Task item: Print, exactly and completely, the data that appears below.

*** Begin section ***

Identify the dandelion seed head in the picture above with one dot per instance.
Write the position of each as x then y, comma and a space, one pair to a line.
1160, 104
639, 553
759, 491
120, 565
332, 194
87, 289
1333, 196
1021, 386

*** End section ***

Solution for this problem:
Identify the dandelion seed head in the picture above with one dot per instance.
Write the position of each as x then y, comma and a space, one pair to a line.
1160, 104
639, 553
759, 491
120, 565
332, 194
87, 289
1333, 196
1021, 386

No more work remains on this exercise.